TASK OBJECTIVE =>
Pictures don't belong in the copy; print all the records exactly.

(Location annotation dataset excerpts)
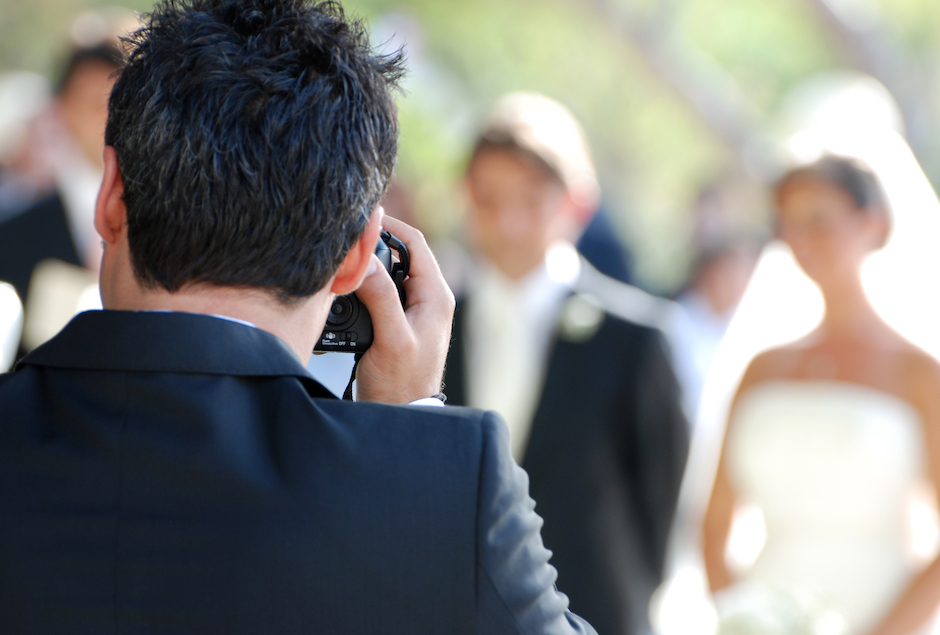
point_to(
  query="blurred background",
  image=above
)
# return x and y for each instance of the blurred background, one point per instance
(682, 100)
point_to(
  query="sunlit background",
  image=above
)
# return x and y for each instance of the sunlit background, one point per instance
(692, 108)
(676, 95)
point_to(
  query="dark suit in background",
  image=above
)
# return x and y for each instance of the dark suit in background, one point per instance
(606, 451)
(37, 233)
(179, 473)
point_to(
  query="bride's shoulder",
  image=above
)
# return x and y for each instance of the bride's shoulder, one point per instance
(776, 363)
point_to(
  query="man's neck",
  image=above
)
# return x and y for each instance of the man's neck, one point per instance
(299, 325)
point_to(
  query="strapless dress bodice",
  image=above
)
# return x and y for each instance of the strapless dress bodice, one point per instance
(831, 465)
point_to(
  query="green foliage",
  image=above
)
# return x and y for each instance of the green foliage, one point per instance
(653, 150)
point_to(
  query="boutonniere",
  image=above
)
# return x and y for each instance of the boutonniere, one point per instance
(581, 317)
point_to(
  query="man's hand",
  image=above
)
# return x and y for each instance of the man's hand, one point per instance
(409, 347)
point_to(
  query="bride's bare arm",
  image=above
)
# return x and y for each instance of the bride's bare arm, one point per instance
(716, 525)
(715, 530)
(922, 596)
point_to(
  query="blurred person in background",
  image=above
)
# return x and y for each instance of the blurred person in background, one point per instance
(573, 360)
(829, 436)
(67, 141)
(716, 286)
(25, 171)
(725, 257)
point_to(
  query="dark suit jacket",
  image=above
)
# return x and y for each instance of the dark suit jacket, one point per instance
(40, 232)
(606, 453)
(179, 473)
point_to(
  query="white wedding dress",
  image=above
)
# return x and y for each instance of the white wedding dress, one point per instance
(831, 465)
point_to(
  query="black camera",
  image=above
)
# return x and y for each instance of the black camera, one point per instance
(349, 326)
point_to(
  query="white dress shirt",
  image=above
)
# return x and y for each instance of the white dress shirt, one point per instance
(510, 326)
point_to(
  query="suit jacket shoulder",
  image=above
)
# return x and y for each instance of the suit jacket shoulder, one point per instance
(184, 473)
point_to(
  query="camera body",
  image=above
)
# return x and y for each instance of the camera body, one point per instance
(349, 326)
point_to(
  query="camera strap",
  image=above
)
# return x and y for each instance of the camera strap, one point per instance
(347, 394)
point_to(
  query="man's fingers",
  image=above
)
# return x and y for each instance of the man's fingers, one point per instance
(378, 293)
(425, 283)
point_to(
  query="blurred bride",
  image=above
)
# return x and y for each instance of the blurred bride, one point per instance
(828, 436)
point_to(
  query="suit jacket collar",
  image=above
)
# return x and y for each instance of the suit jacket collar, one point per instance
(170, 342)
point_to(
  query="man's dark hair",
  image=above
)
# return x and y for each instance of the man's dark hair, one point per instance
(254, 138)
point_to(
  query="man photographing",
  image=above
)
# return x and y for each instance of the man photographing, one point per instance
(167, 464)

EXERCISE RESULT =>
point_to(
  query="blurred background",
  image=above
)
# return x and y for each instance of the blurred background, one point per instance
(682, 100)
point_to(
  query="sunlit background",
  image=above
)
# return x and y for each instance of the sunlit background, one point per instance
(692, 108)
(676, 95)
point_to(
  query="dark suit in background",
  image=above
)
# return x and y for each instance of the dark suit in background, one point per instance
(606, 451)
(37, 233)
(179, 473)
point_to(
  query="bride's shoulder",
  image=above
)
# return x and y for each instance of the bride's shoulder, one point per instance
(776, 363)
point_to(
  query="man's neck",
  image=above
)
# return x and y for each instance of the man's neck, one point per instance
(299, 325)
point_to(
  query="strapless dress bodice",
  image=above
)
# return x and y for each instance of the strapless dress bodice, one point per instance
(831, 465)
point_to(
  query="green foliage",
  image=above
)
# return x and y for each instance of the green foliage, one point per instance
(653, 150)
point_to(
  query="boutonniere",
  image=above
)
# return x and y for each instance of the boutonniere, one point per instance
(581, 317)
point_to(
  query="man's hand",
  image=above
)
# return x and y for each instance of the man's hand, one point per instance
(409, 347)
point_to(
  query="bride's bare arm",
  image=above
)
# return x and y for each instance of the bride's bare arm, one point per instance
(716, 525)
(715, 530)
(922, 596)
point_to(
  query="blurred person in background",
  image=above
)
# return x and y for each instance of the blurred person in background, one point per instance
(573, 360)
(829, 436)
(67, 141)
(716, 286)
(25, 171)
(725, 257)
point_to(
  query="dark suit jacket",
  image=above
)
# return x and y for each instance of the dark suit jacket, one point per instance
(40, 232)
(606, 453)
(179, 473)
point_to(
  query="white wedding dress",
  image=above
)
# return x and y for each instance of the white wedding dress, one point per instance
(831, 465)
point_to(
  query="black camera",
  image=above
)
# return x and y for each instance of the black camera, one point per instance
(349, 326)
point_to(
  query="white dress shirt",
  image=above
)
# return x and y for each instance of the white dress shirt, one point per instance
(510, 326)
point_to(
  query="suit jacket shoulder",
  image=above
)
# return x and y for each instance of the suit jacket shoulder, one point per instance
(184, 473)
point_to(
  query="camera body",
  image=above
)
# return x and y for each instance of the camera body, one point per instance
(349, 326)
point_to(
  query="camera strap",
  image=above
)
# return x and y for each instance of the camera strap, one point per instance
(347, 394)
point_to(
  query="man's fingers",
  image=above
)
# return x and y for each instance of the man's fingers, one point per instance
(378, 293)
(425, 283)
point_to(
  query="blurred bride",
  image=above
)
# return x and y for each instance of the blurred bride, one point per instance
(828, 436)
point_to(
  query="suit jacket collar",
  image=above
)
# return x and y for each instance of the suit jacket collar, one point per instance
(170, 342)
point_to(
  query="man's dark hair",
  image=above
)
# return x and y for each instance of the man's dark hair, one point per instance
(254, 138)
point_to(
  query="man photographing",
  image=above
)
# return x and y for each instance of the man photographing, one point per instance
(167, 464)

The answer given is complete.